Pointing entries for named objects
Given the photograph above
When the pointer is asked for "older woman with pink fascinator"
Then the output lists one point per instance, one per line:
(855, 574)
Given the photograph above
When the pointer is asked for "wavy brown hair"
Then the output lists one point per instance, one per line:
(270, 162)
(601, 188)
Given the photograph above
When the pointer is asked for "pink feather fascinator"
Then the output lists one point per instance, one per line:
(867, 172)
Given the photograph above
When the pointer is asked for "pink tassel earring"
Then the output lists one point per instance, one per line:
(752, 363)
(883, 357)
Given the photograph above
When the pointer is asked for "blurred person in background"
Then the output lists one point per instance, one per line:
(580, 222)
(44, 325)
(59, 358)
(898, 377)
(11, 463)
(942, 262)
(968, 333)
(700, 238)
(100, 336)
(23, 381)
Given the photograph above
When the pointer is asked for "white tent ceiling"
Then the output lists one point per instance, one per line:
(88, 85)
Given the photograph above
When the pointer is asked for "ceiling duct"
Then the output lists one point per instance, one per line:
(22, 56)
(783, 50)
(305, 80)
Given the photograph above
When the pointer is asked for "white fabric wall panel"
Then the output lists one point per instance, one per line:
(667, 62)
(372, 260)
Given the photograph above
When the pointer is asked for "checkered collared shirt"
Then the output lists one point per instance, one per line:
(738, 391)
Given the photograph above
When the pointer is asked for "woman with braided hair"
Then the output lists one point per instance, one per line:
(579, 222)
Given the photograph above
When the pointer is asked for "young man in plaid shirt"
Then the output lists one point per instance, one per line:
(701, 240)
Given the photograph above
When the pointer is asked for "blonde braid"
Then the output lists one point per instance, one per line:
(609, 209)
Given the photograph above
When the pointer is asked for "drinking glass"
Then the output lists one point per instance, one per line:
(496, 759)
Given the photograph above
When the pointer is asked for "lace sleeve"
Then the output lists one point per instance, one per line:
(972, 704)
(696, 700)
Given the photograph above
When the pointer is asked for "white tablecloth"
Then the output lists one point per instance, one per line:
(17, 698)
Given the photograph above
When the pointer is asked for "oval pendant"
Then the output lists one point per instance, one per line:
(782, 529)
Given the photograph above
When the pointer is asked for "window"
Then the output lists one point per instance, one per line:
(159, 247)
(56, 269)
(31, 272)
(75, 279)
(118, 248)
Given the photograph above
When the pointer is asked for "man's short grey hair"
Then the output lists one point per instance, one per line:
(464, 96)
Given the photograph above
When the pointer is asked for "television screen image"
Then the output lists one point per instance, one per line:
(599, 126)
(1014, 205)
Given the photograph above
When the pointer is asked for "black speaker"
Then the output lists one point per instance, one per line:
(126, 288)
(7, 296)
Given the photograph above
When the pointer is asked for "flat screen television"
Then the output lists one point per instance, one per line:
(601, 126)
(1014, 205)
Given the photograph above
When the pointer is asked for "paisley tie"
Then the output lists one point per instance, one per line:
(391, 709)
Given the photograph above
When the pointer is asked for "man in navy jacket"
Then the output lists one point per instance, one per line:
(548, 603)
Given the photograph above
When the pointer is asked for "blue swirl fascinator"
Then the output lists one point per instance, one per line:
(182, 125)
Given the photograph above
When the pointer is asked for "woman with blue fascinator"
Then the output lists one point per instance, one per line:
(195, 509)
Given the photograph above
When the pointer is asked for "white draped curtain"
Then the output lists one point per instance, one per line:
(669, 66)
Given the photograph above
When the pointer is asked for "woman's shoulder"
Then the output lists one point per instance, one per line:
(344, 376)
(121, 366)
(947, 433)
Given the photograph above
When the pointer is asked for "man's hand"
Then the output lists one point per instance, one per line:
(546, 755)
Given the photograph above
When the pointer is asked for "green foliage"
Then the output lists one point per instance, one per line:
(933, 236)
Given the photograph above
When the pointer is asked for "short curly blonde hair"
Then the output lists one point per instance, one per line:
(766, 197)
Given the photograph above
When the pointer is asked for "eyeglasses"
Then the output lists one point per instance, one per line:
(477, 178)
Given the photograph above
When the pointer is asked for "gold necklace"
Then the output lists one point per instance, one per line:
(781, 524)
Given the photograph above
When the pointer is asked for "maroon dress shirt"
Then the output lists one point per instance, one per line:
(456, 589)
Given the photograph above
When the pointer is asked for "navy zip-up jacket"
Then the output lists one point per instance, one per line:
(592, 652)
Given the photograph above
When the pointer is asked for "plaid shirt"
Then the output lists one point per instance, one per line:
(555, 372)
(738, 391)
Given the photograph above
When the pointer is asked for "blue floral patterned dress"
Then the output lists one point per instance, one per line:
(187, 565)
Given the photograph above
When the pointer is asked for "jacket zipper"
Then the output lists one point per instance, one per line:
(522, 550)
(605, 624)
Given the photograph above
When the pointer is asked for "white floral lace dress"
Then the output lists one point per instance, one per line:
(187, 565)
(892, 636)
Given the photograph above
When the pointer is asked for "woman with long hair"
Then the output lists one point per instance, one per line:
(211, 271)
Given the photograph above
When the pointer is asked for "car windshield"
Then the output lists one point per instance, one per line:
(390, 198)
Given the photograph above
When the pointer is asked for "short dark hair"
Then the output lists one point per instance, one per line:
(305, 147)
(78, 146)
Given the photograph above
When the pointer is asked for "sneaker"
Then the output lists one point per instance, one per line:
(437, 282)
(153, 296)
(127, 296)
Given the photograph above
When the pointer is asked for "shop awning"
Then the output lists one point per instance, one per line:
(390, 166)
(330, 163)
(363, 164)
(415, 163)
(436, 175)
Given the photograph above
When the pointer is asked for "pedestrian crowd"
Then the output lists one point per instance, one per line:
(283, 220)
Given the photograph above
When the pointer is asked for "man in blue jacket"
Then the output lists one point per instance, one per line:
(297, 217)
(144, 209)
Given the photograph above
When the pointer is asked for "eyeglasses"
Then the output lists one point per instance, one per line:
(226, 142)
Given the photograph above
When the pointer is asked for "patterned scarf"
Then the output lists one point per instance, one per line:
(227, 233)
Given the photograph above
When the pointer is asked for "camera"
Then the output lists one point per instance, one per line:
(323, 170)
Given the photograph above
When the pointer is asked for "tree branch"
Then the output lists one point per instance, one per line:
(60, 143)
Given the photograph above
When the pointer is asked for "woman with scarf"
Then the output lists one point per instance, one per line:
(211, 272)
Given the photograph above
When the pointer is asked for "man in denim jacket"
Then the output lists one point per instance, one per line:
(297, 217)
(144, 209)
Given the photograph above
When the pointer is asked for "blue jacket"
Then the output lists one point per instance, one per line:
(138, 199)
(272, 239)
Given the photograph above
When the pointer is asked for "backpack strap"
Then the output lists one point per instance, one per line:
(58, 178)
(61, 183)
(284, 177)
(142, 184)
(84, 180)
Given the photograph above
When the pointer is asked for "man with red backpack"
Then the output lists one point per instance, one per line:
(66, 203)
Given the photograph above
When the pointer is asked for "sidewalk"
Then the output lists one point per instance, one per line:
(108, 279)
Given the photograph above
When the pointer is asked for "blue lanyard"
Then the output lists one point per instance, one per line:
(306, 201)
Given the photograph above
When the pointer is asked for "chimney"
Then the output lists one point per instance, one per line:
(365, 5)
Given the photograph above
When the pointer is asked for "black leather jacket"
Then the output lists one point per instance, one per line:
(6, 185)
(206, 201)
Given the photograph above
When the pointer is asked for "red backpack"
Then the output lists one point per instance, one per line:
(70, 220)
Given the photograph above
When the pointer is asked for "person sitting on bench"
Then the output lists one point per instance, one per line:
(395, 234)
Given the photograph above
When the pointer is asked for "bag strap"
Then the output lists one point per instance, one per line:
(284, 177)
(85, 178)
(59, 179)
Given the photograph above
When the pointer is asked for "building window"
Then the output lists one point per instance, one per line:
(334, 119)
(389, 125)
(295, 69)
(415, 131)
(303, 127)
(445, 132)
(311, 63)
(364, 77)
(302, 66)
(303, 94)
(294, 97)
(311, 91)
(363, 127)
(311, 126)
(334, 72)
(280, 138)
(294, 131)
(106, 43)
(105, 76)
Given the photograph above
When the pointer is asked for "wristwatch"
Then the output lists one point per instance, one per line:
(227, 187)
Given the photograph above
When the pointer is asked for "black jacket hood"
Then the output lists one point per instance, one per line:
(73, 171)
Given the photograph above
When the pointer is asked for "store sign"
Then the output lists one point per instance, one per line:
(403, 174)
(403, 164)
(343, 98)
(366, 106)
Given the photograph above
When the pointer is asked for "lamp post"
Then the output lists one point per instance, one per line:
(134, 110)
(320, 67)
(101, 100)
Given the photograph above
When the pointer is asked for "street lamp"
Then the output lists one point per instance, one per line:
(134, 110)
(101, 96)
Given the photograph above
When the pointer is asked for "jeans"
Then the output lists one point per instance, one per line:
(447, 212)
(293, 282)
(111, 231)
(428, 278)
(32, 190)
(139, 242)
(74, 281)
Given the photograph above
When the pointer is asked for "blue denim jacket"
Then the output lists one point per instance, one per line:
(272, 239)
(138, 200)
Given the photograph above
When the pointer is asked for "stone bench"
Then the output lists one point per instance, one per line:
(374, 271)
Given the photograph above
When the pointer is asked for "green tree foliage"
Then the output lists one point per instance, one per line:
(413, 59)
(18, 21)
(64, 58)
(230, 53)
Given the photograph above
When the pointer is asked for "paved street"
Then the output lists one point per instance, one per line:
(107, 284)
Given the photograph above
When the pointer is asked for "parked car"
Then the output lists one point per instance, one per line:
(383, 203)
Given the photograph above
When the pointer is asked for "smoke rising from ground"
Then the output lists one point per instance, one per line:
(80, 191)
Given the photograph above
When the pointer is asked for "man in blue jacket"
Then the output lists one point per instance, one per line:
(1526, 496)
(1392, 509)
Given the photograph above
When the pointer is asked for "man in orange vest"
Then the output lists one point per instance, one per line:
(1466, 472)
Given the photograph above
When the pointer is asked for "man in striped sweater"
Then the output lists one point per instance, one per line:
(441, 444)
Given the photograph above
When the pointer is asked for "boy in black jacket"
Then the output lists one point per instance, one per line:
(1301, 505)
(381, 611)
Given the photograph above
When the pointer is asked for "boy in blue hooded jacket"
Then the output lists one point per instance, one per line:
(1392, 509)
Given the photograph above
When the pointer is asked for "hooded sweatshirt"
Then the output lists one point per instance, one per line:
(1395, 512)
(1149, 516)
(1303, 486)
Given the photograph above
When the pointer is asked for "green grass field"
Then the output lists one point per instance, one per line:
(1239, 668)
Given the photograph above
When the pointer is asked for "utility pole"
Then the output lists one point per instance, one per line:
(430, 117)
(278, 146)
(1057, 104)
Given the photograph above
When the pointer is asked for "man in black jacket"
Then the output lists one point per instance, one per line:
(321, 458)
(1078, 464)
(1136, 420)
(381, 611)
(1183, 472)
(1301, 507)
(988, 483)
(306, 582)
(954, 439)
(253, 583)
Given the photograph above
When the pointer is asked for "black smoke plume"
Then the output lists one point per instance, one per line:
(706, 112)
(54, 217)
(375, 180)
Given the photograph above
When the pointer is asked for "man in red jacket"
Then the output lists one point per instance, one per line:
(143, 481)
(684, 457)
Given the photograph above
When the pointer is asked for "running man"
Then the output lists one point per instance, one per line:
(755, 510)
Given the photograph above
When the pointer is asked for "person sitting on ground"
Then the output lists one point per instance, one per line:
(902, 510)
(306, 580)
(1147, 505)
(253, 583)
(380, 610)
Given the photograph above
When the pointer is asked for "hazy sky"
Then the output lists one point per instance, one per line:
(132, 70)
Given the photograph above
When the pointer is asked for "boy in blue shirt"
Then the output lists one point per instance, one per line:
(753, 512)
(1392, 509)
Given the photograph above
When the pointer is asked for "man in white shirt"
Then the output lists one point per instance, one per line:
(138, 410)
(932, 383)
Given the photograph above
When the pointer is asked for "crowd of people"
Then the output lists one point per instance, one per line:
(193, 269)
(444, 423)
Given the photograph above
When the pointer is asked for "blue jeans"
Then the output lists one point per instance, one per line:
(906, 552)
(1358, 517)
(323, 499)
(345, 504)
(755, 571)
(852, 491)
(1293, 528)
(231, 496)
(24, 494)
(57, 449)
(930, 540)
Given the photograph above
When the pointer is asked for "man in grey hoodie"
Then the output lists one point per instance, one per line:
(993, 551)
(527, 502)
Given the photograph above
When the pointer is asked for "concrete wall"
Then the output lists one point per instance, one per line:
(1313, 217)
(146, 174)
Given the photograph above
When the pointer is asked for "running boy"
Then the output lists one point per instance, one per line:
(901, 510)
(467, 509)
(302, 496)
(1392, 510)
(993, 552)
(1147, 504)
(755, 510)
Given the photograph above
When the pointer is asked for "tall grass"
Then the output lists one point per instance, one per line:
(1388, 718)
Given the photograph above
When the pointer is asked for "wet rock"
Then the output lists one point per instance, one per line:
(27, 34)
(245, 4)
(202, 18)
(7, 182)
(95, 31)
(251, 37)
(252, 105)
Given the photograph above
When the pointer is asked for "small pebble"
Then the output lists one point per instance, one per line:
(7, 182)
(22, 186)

**Goal**.
How many lines in the rows above contain the string "short"? Give only the number.

**Result for this task**.
3